§ INSTRUCTIONS TO FOLLOW: Substitute "image coordinates" for "pixel coordinates" in every one of the entries below and write them all out again, changing nothing else. Leave out the pictures.

§ SUPPLIED MATERIAL:
[Start]

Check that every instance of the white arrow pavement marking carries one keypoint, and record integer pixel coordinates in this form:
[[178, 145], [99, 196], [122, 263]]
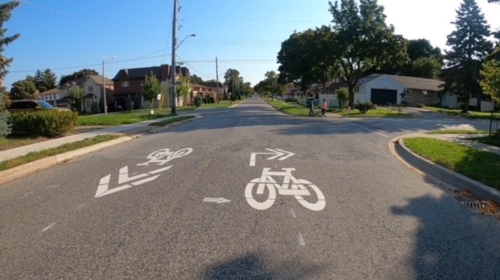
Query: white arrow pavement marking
[[217, 200], [276, 154], [103, 188]]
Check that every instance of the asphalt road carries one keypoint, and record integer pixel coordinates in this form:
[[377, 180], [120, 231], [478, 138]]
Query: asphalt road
[[379, 219]]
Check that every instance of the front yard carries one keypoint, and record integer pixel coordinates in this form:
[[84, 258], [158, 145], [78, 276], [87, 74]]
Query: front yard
[[458, 112], [478, 165]]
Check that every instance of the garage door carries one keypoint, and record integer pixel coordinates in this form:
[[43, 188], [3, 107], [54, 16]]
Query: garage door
[[384, 96]]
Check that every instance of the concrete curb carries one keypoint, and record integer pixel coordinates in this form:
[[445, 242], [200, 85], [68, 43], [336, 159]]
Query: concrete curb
[[441, 173], [32, 167], [161, 129]]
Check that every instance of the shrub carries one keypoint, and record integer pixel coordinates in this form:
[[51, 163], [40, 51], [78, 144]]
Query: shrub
[[361, 106], [129, 104], [94, 108], [197, 101], [43, 123], [137, 102]]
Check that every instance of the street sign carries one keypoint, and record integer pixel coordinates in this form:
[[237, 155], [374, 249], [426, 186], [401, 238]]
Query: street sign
[[275, 154]]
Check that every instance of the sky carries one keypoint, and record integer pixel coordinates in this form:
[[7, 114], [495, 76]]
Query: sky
[[69, 35]]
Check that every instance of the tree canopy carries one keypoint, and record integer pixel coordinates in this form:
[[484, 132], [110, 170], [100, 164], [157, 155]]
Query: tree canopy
[[76, 75], [24, 89], [469, 47]]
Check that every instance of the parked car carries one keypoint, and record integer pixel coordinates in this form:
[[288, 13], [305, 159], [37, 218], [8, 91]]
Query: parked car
[[27, 105]]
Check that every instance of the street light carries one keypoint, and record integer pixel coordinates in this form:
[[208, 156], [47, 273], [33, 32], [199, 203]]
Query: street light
[[104, 84], [173, 66]]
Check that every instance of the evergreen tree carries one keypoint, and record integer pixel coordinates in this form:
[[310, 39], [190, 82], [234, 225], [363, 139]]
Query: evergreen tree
[[5, 14], [469, 47]]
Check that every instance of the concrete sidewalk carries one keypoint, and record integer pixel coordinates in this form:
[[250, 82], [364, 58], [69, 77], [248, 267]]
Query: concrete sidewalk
[[21, 151]]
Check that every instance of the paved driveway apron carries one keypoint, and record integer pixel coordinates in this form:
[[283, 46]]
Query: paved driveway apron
[[322, 199]]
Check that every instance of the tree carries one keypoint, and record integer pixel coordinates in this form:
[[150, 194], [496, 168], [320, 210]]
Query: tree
[[490, 82], [469, 48], [75, 95], [5, 14], [195, 79], [363, 40], [76, 75], [232, 77], [23, 89], [152, 87]]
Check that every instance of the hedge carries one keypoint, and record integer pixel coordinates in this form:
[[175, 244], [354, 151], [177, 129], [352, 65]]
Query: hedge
[[43, 123]]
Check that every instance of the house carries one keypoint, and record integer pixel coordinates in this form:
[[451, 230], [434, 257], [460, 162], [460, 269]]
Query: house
[[92, 88], [130, 82], [383, 89]]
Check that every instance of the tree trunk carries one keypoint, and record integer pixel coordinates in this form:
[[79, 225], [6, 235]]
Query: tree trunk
[[465, 107], [351, 96]]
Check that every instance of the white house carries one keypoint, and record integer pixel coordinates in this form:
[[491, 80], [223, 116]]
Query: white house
[[382, 89]]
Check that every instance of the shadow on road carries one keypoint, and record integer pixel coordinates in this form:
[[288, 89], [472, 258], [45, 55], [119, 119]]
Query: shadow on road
[[254, 266], [452, 242]]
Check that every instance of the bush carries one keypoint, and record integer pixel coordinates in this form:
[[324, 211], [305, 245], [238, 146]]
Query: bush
[[129, 104], [94, 108], [361, 106], [48, 123], [197, 101], [137, 102]]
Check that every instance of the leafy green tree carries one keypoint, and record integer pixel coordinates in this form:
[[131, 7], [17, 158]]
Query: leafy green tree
[[76, 75], [469, 47], [152, 87], [342, 96], [490, 82], [195, 79], [5, 14], [75, 96], [363, 40], [23, 89], [183, 88]]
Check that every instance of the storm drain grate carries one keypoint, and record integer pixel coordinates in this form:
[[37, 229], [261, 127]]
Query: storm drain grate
[[474, 204]]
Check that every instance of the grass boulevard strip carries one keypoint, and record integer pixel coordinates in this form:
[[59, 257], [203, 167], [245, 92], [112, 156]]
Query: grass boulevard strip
[[31, 157], [296, 109], [478, 165]]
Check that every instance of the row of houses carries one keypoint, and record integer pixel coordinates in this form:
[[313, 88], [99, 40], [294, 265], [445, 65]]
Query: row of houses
[[129, 83], [383, 89]]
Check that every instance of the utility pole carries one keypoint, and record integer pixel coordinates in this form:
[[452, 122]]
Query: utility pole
[[217, 79], [173, 67]]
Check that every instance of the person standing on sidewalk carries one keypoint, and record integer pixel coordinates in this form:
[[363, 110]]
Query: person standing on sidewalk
[[324, 107]]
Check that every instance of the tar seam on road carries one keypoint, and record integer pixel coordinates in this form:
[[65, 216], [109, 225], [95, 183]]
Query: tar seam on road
[[48, 227], [369, 130], [301, 240]]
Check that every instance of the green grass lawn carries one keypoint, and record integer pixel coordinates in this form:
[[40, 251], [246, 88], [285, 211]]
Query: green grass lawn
[[493, 141], [120, 118], [373, 113], [11, 163], [457, 131], [172, 120], [458, 112], [12, 142], [478, 165]]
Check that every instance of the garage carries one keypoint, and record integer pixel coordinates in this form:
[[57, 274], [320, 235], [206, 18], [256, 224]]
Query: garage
[[384, 96]]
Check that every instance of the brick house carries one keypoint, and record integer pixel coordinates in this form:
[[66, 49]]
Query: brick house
[[130, 82]]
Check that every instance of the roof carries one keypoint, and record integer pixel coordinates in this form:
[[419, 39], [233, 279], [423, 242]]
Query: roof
[[139, 73], [51, 91], [419, 83], [409, 82], [98, 80]]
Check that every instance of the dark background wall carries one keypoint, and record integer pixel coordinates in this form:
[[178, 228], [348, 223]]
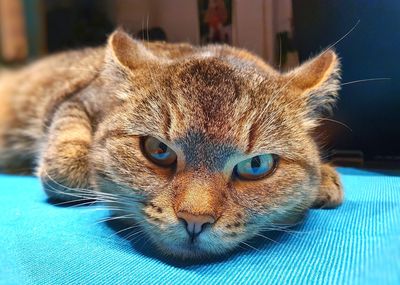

[End]

§ WORKED SOLUTION:
Check that every instance of the white arrow pavement marking carries one keypoint, and record integer image coordinates in this form:
[[178, 145], [99, 196], [122, 263]]
Query: white arrow pavement marking
[[217, 200], [276, 154], [103, 188]]
Check that every instance of the asphalt road carries one keypoint, and record integer image coordinates in this form:
[[377, 180], [120, 231], [478, 138]]
Query: asphalt road
[[379, 219]]
Check that every instance of the front yard carries one keypoint, and record integer image coordinates in this form:
[[84, 258], [158, 145], [78, 276], [87, 74]]
Query: front yard
[[458, 112], [478, 165]]
Check that every instance of the garage door carries one keypoint, and record integer image coordinates in this form:
[[43, 188], [3, 107], [54, 16]]
Query: garage door
[[384, 96]]
Check that every instance of the concrete curb carries one keypoint, and record integer image coordinates in this form:
[[445, 242], [200, 85], [68, 43], [336, 159]]
Query: concrete curb
[[441, 173], [32, 167], [161, 129]]
Check that every instance of the shrub carries one keypoint, and record integer image coordinates in this form:
[[51, 163], [40, 51], [78, 144]]
Query: shrub
[[361, 106], [129, 104], [94, 108], [197, 101], [43, 123], [137, 102]]
Check that every instance of the street sign carries one keypoint, and record integer image coordinates in this form:
[[237, 155], [374, 249], [426, 186], [401, 238]]
Query: street sign
[[275, 154]]
Check that every instance of the sky carries one keypoint, and record integer image coordinates in this form:
[[7, 114], [495, 76]]
Query: sky
[[69, 35]]
Check that every instance of the tree canopy carries one keypoint, and record integer image coordinates in this form:
[[484, 132], [110, 170], [100, 164], [157, 155]]
Query: tree canopy
[[76, 75], [24, 89], [469, 47]]
Check that every instance of the parked car carries one keypoint, and record integer image coordinates in this form:
[[288, 13], [305, 159], [37, 218], [8, 91]]
Query: parked car
[[27, 105]]
Check that every instance of the street light carries one keypoint, and record integer image coordinates in this form:
[[208, 156], [47, 273], [33, 32], [199, 203]]
Query: street light
[[104, 84], [173, 66]]
Check that every instance of the evergreen tree carries one keypoint, and record integer image coordinates in this form:
[[310, 39], [190, 82], [234, 225], [363, 139]]
Query: evergreen tree
[[5, 14], [469, 47]]
Check that every instance of the concrete sidewalk carries one keypoint, and record integer image coordinates in this form:
[[250, 82], [364, 58], [69, 77], [248, 267]]
Query: concrete sidewalk
[[21, 151]]
Check that every instance of the paved driveway apron carries one keypoint, and record integer image coordinates in this form:
[[283, 46]]
Query: paved driveway apron
[[322, 199]]
Check that every instance of the tree carries one keypoint, and record integer image coordinates in this form:
[[150, 194], [496, 168], [320, 210]]
Query: tree
[[490, 82], [469, 48], [75, 95], [5, 14], [195, 79], [363, 40], [76, 75], [232, 77], [23, 89], [152, 87]]
Check that every instance of the hedge carries one keypoint, and record integer image coordinates in this form:
[[175, 244], [354, 151], [177, 129], [352, 65]]
Query: hedge
[[43, 123]]
Check that every instance of the house carries one keypoint, and record integer image coordinates in this form:
[[451, 230], [434, 257], [460, 162], [460, 269]]
Query: house
[[92, 88], [130, 82], [383, 89]]
Check that every instance of the tree trunk carries one keypoint, and record integer image coordinates in this form:
[[79, 225], [6, 235]]
Query: tree trunk
[[465, 107], [351, 96]]
Check that every instance of the white house carries one keypoint, and record integer image coordinates in this form:
[[491, 80], [223, 116]]
Query: white house
[[382, 89]]
Check that every instance of the shadow on road carries one keypoint, and record integer image coordinates in this form:
[[288, 89], [472, 258], [45, 55], [119, 119]]
Query: shadow on road
[[254, 266], [452, 242]]
Check that every instance of the bush carries one keypoint, and record integer image coordinates in this form:
[[324, 211], [305, 245], [238, 146]]
Query: bush
[[129, 104], [94, 108], [361, 106], [48, 123], [197, 101], [137, 102]]
Check that every instance of the leafy green tree carries one keypoint, and record integer image coordinates in this form:
[[131, 7], [17, 158]]
Query: leafy green tree
[[76, 75], [469, 47], [152, 87], [342, 96], [490, 82], [195, 79], [5, 14], [75, 96], [363, 40], [23, 89], [183, 88]]
Check that every instance of the storm drain grate carries one keypoint, and record integer image coordinates in this form:
[[37, 229], [261, 127]]
Query: storm drain grate
[[474, 204]]
Check that every instance of the grass boulevard strip carries one keypoint, and record integer image coordinates in this form:
[[59, 257], [203, 167], [245, 92], [112, 156]]
Query: grass boulevard strip
[[31, 157], [296, 109], [478, 165]]
Check that every instance of the row of houses carries one keypoint, and record integer image coordinates in this form:
[[313, 88], [99, 40], [294, 265], [445, 65]]
Query: row of houses
[[129, 83], [383, 89]]
Check that every instance of the utility pole carries one keypoint, and record integer image coordinates in this form:
[[452, 122]]
Query: utility pole
[[217, 79], [173, 67]]
Check that every instance of the person standing on sidewalk carries one keypoint, and record integer image coordinates in this form:
[[363, 110]]
Query: person standing on sidewalk
[[324, 107]]
Check that every instance of the tar seam on road carries one keypoint, and record integer image coordinates in this form:
[[65, 216], [109, 225], [95, 183]]
Query: tar seam on road
[[48, 227], [369, 130], [301, 240]]
Check that every instance of the green grass lawn carries one keypoint, and record integer image coordinates in this form:
[[40, 251], [246, 88], [285, 211]]
Query: green grass lawn
[[493, 141], [120, 118], [373, 113], [11, 163], [457, 131], [172, 120], [458, 112], [12, 142], [478, 165]]
Check that every instance of the garage carries one keypoint, and record integer image coordinates in this form:
[[57, 274], [320, 235], [206, 18], [256, 224]]
Query: garage
[[384, 96]]
Check that every instance of the brick house carries one keypoint, and record integer image coordinates in this form:
[[66, 49]]
Query: brick house
[[130, 82]]
Check that every instance of the roof carries one keypoint, and record integer image coordinates in this form:
[[419, 39], [233, 279], [423, 242]]
Query: roof
[[139, 73], [51, 91], [419, 83], [409, 82], [98, 80]]
Check that every instance of the dark background wall carries one keypoint, and record integer image coordinates in this form:
[[178, 228], [348, 223]]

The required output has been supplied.